→ **Exercise requirements**
Each entry should be quoted word for word, including every mark of punctuation.

→ **Records shown**

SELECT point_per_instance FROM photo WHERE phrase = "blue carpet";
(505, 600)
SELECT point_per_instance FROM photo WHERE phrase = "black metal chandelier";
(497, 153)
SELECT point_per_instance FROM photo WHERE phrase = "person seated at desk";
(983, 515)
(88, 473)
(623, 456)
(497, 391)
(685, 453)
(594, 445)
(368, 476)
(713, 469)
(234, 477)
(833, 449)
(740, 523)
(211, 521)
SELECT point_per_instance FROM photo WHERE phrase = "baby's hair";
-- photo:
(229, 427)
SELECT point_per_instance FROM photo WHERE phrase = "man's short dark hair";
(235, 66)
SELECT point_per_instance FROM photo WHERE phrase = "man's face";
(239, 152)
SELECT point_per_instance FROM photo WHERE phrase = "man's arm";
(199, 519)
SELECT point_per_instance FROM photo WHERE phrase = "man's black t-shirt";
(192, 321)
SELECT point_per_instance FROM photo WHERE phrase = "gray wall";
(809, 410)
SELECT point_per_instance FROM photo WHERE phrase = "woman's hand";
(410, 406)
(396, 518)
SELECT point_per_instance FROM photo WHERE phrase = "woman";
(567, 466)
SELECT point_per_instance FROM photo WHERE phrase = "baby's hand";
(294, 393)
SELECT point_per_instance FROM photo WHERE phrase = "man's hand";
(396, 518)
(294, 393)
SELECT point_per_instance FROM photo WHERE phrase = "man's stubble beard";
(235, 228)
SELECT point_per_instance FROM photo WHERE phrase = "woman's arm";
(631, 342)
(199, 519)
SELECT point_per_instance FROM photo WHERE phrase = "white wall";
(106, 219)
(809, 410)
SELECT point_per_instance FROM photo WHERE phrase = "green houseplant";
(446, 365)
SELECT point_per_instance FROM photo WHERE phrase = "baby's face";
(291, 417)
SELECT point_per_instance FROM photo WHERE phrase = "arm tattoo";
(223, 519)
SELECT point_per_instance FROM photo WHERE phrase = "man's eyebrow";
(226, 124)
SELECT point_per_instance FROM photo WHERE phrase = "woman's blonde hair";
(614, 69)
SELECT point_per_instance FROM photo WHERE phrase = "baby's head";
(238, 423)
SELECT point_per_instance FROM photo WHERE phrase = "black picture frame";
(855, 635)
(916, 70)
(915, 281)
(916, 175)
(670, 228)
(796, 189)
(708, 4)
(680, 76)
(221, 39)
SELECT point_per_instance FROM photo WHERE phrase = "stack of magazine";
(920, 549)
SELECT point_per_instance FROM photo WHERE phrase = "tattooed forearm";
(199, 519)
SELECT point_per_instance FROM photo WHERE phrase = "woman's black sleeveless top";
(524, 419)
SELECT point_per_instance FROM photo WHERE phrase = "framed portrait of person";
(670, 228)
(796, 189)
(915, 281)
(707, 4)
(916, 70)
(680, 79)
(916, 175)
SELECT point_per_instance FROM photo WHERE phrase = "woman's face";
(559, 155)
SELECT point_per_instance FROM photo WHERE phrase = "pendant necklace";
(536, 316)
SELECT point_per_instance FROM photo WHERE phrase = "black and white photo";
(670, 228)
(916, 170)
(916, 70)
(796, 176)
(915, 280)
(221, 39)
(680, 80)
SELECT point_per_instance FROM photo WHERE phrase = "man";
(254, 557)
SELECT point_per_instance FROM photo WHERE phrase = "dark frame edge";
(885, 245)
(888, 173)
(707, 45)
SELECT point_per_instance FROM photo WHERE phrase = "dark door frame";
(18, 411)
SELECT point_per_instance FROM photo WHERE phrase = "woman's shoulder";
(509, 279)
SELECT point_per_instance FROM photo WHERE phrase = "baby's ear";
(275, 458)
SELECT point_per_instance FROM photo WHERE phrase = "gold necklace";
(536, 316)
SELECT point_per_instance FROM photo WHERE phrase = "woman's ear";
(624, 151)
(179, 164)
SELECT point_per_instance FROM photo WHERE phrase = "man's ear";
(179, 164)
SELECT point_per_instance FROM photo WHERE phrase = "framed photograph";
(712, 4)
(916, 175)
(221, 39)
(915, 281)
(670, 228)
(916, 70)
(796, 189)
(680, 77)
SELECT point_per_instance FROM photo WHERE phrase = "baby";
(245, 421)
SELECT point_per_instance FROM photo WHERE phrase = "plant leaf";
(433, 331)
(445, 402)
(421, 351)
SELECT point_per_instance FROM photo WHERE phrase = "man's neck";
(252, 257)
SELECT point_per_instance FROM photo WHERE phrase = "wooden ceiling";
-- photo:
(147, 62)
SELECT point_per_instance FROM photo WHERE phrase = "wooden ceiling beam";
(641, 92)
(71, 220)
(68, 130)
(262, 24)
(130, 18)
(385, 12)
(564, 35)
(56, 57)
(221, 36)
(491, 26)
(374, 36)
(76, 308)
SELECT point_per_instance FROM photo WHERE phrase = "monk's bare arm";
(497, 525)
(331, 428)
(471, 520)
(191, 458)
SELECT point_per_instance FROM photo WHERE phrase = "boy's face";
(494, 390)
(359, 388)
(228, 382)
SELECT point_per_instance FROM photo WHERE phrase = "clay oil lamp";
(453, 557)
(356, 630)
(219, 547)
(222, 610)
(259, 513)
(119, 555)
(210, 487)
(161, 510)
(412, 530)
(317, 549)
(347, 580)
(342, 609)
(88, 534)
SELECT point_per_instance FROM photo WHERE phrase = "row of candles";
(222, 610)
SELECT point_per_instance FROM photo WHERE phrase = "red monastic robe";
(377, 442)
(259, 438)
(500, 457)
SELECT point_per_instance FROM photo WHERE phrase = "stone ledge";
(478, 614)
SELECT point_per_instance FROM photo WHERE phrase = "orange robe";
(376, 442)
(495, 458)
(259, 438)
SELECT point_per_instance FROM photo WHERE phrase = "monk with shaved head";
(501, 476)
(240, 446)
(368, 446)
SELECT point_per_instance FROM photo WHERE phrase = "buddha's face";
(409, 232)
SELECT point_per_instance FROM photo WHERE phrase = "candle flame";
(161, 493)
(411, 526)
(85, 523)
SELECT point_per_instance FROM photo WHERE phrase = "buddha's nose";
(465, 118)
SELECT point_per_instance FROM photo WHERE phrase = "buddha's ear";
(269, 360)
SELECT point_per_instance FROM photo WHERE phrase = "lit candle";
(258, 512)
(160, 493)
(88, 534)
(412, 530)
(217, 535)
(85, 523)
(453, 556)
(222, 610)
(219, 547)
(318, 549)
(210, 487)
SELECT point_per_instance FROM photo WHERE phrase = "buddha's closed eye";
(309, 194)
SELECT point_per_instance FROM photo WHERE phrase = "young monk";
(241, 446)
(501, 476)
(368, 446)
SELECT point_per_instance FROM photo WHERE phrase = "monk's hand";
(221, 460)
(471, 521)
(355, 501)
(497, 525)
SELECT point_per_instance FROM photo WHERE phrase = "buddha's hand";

→ **Solution to the problem**
SELECT point_per_instance FROM photo WHERE phrase = "blue carpet";
(505, 600)
SELECT point_per_instance FROM photo WHERE phrase = "black metal chandelier";
(497, 153)
SELECT point_per_instance FROM photo WHERE phrase = "person seated at desk";
(983, 515)
(88, 473)
(623, 456)
(497, 391)
(685, 453)
(594, 445)
(368, 476)
(713, 469)
(234, 477)
(833, 449)
(740, 523)
(211, 521)
SELECT point_per_instance FROM photo WHERE phrase = "baby's hair";
-- photo:
(229, 427)
SELECT point_per_instance FROM photo WHERE phrase = "man's short dark hair";
(235, 66)
SELECT point_per_instance FROM photo WHERE phrase = "man's face";
(239, 152)
SELECT point_per_instance FROM photo WHERE phrase = "man's arm";
(199, 519)
SELECT point_per_instance FROM photo WHERE phrase = "man's black t-shirt";
(192, 321)
SELECT point_per_instance FROM photo WHERE phrase = "gray wall";
(809, 410)
SELECT point_per_instance FROM photo WHERE phrase = "woman's hand";
(410, 406)
(396, 518)
SELECT point_per_instance FROM photo WHERE phrase = "woman";
(567, 466)
SELECT point_per_instance FROM photo WHERE phrase = "baby's hand";
(294, 393)
SELECT point_per_instance FROM photo WHERE phrase = "man's hand";
(396, 518)
(294, 393)
SELECT point_per_instance FROM photo WHERE phrase = "man's stubble beard";
(235, 228)
SELECT point_per_instance FROM photo WHERE phrase = "woman's arm";
(631, 342)
(199, 519)
SELECT point_per_instance FROM photo WHERE phrase = "white wall";
(106, 219)
(809, 410)
SELECT point_per_instance FROM photo WHERE phrase = "green houseplant";
(446, 365)
SELECT point_per_instance FROM photo WHERE phrase = "baby's face";
(291, 417)
SELECT point_per_instance FROM photo WHERE phrase = "arm tattoo";
(223, 519)
SELECT point_per_instance FROM photo WHERE phrase = "man's eyebrow";
(226, 124)
SELECT point_per_instance FROM photo WHERE phrase = "woman's blonde hair";
(614, 69)
SELECT point_per_instance FROM photo WHERE phrase = "baby's head";
(238, 423)
SELECT point_per_instance FROM photo WHERE phrase = "black picture frame";
(855, 635)
(916, 70)
(915, 281)
(916, 175)
(670, 228)
(796, 189)
(708, 4)
(680, 76)
(221, 39)
SELECT point_per_instance FROM photo WHERE phrase = "stack of magazine";
(920, 549)
SELECT point_per_instance FROM photo WHERE phrase = "tattooed forearm";
(199, 519)
SELECT point_per_instance FROM photo WHERE phrase = "woman's black sleeveless top";
(524, 419)
SELECT point_per_instance FROM photo WHERE phrase = "framed portrait of person";
(670, 228)
(796, 189)
(915, 281)
(707, 4)
(916, 70)
(680, 79)
(916, 175)
SELECT point_per_instance FROM photo WHERE phrase = "woman's face";
(559, 155)
SELECT point_per_instance FROM photo WHERE phrase = "pendant necklace";
(536, 316)
SELECT point_per_instance FROM photo WHERE phrase = "black and white photo";
(670, 228)
(916, 170)
(916, 70)
(796, 176)
(915, 280)
(221, 39)
(680, 80)
SELECT point_per_instance FROM photo WHERE phrase = "man";
(254, 557)
SELECT point_per_instance FROM photo WHERE phrase = "dark frame edge";
(885, 245)
(888, 173)
(707, 45)
SELECT point_per_instance FROM photo WHERE phrase = "dark door frame";
(18, 411)
SELECT point_per_instance FROM photo WHERE phrase = "woman's shoulder";
(509, 279)
SELECT point_per_instance FROM photo WHERE phrase = "baby's ear";
(275, 458)
SELECT point_per_instance FROM photo WHERE phrase = "gold necklace";
(536, 316)
SELECT point_per_instance FROM photo WHERE phrase = "woman's ear";
(624, 151)
(179, 164)
SELECT point_per_instance FROM photo WHERE phrase = "man's ear";
(179, 164)
SELECT point_per_instance FROM photo WHERE phrase = "framed photograph";
(712, 4)
(916, 175)
(221, 39)
(915, 281)
(670, 228)
(916, 70)
(796, 189)
(680, 77)
SELECT point_per_instance FROM photo WHERE phrase = "baby";
(245, 421)
SELECT point_per_instance FROM photo WHERE phrase = "plant leaf";
(433, 331)
(445, 402)
(421, 351)
SELECT point_per_instance FROM photo WHERE phrase = "man's neck";
(252, 257)
SELECT point_per_instance FROM photo WHERE phrase = "wooden ceiling";
-- photo:
(147, 62)
SELECT point_per_instance FROM photo WHERE phrase = "wooden ceiling beam";
(641, 92)
(71, 220)
(68, 130)
(262, 24)
(130, 18)
(385, 12)
(564, 35)
(56, 57)
(221, 36)
(491, 26)
(374, 36)
(76, 308)
SELECT point_per_instance FROM photo WHERE phrase = "monk's bare arm";
(497, 525)
(331, 428)
(471, 520)
(191, 458)
SELECT point_per_instance FROM photo WHERE phrase = "boy's face";
(494, 390)
(359, 388)
(228, 382)
SELECT point_per_instance FROM photo WHERE phrase = "clay oil lamp";
(453, 557)
(356, 630)
(219, 547)
(222, 610)
(259, 513)
(119, 555)
(210, 487)
(161, 510)
(412, 530)
(317, 549)
(347, 580)
(342, 609)
(88, 534)
SELECT point_per_instance FROM photo WHERE phrase = "row of candles";
(222, 610)
SELECT point_per_instance FROM photo WHERE phrase = "red monastic robe";
(377, 442)
(259, 438)
(500, 457)
SELECT point_per_instance FROM photo WHERE phrase = "stone ledge";
(478, 614)
SELECT point_per_instance FROM photo WHERE phrase = "orange robe";
(376, 442)
(495, 458)
(259, 438)
SELECT point_per_instance FROM photo WHERE phrase = "monk with shaved head";
(501, 476)
(240, 446)
(368, 446)
SELECT point_per_instance FROM photo WHERE phrase = "buddha's face";
(409, 232)
SELECT point_per_instance FROM photo WHERE phrase = "candle flame";
(161, 493)
(411, 526)
(85, 523)
SELECT point_per_instance FROM photo WHERE phrase = "buddha's nose";
(465, 118)
SELECT point_per_instance FROM photo WHERE phrase = "buddha's ear";
(269, 360)
SELECT point_per_instance FROM photo WHERE phrase = "lit candle";
(258, 512)
(160, 493)
(88, 534)
(412, 530)
(217, 535)
(85, 523)
(453, 556)
(222, 610)
(219, 547)
(318, 549)
(210, 487)
SELECT point_per_instance FROM photo WHERE phrase = "buddha's closed eye";
(309, 194)
SELECT point_per_instance FROM photo WHERE phrase = "young monk";
(241, 446)
(501, 476)
(368, 446)
SELECT point_per_instance FROM photo WHERE phrase = "monk's hand";
(221, 460)
(471, 521)
(355, 501)
(497, 525)
SELECT point_per_instance FROM photo WHERE phrase = "buddha's hand";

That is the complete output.